- [Page]:
When ‘Y Tu Mamá También’ Changed Everything
Mexican cinema was just emerging from decades of obscurity when Alfonso Cuarón’s “Y Tu Mamá También,” a voyage of self-discovery and the study of …
Mexican cinema was just emerging from decades of obscurity when Alfonso Cuarón’s “Y Tu Mamá También,” a voyage of self-discovery and the study of a country in flux, was released there in 2001, instantly achieving landmark status.
The film, structured as a road trip from Mexico City to a paradisiacal beach in Oaxaca, revolves around a love triangle involving the upper-class teenager Tenoch (Diego Luna), his humbler best friend, Julio (Gael García Bernal), and a Spanish visitor, Luisa (Maribel Verdú). She challenges the boys’ nascent notions of manhood against the backdrop of a society getting its first taste of democracy after seven decades under the rule of the Institutional Revolutionary Party, known as the P.R.I.
The movie, which smashed box office records in Mexico before debuting at the Venice Film Festival that August, represented a return for the director, not only to Mexico after a stint in Hollywood but also to his passion for cinema. And it saw the birth of the cinematographer Emmanuel Lubezki’s naturalistic film grammar. But the film’s larger impact resides in the sexual openness it depicted, resulting in the most restrictive rating from the Mexican government; its tacit questioning of traditional masculinity in a culture where machismo is ingrained; and its incisive treatment of class issues in a nation of painful inequalities.
I spoke with the far-flung stars and filmmakers, including Carlos Cuarón, the director’s brother, who co-wrote the Oscar-nominated screenplay about their memories of making the film, the changes it brought to their careers and the reception in Mexico at the time, when the carnal encounter between the two boys was controversial. These are edited excerpts from those conversations.
Where were you in your career when “Y Tu Mamá También” happened? Was it a turning point?
ALFONSO CUARÓN: At that point I had let the industry seduce me and that’s where my confusion started because I forgot about cinema. It’s a myth that the industry corrupts you, you corrupt yourself. Making my first movie in Hollywood, “A Little Princess” , was wonderful, but then I made another movie, “Great Expectations”  that I never understood. I started watching a lot of movies I had loved. That’s when I called my brother and said, “Let’s write a movie.”

- [What is asked]:
1) Summarize the article on "Y Tu Mamá También" in two sentences.
2) List each character in the love triangle of the film discussed in the article on "Y Tu Mamá También," together with the actor who plays that character.
3) Extend the article on "Y Tu Mamá También" from the point where it stops.
The data that follow are separate material and are unrelated to the article on "Y Tu Mamá También."

- [Available data]:

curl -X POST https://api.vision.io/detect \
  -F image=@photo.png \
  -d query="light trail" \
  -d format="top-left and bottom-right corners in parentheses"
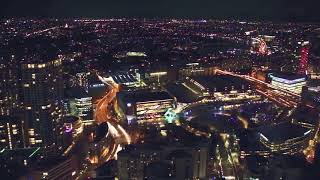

- [Task-by-task results]:
1) Alfonso Cuarón's "Y Tu Mamá También," a road-trip film about a love triangle between two teenage friends and a Spanish visitor, was released in Mexico in 2001 and immediately became a landmark, breaking box office records there. Its larger impact came from its sexual openness, its implicit questioning of traditional masculinity and its treatment of class, and the piece presents edited excerpts of conversations with its stars and filmmakers about making it.

2)
- Tenoch: Diego Luna
- Julio: Gael García Bernal
- Luisa: Maribel Verdú

3)
CARLOS CUARÓN: “Y Tu Mamá También” was a conceptual idea that Alfonso and I had even before his first movie, “Sólo con tu pareja.” The movie is inspired by those trips that we take in adolescence. What neither my brother nor I did was do that with a beautiful Spanish woman. [Laughs] We were working on it for about 10 years while apart. But then a really nice project Alfonso had in the U.S. fell apart and here in Mexico what was going to be my debut feature also fell apart. Alfonso lived in New York and he called me. “What if we make ‘Y Tu Mamá También’?” I flew to New York using his frequent flier miles and we got to work. [Laughs]
DIEGO LUNA: This was the first time I realized [I] could have a reach that I didn’t imagine possible. I grew up mostly in theater in Mexico and thinking mostly in the context of my community there. But “Y Tu Mamá” was like an awakening for me. What struck me the hardest was the distance that developed between my family and friends and I after this movie. I started to work in other countries, to spend long periods away from home to the point that I questioned where my home really was. That can be exciting, but it was also anguishing because you feel lost, like you don’t belong anywhere.
GAEL GARCÍA BERNAL: When I made “Amores Perros” [his first movie, in 2000] I discovered this universe without knowing anything about the craziness of moviemaking. With “Y Tu Mamá También,” Alfonso was at a moment in his life where he was very open to including us actors throughout the process for over a year. We learned the basics of cinema! What I’ve taken with me into every movie I make is that as an important requirement there should be a sense of fraternity like the one we had then.
MARIBEL VERDÚ: I’ve been working since I was 13, so I would have kept on working in Latin America and in my country regardless, but thanks to “Y Tu Mamá También” I became known abroad. It wasn’t only that I gained international recognition for any movie, but this prestigious and significant movie. I got to know Mexico thanks to [Alfonso] and eventually made other films with Mexican directors.”
What do you believe are some of the reason that made “Y Tu Mamá También” a success?
ALFONSO CUARÓN: One part is obvious. Putting teenagers in situations that include sex will always be attractive to a certain audience. But I hope “Y Tu Mamá También” transcended that, because we set out to not be “American Pie.” We wanted the sex scenes to get a point across about these characters and about the social elements we were playing with, like class and the conceptions of masculinity that these characters have.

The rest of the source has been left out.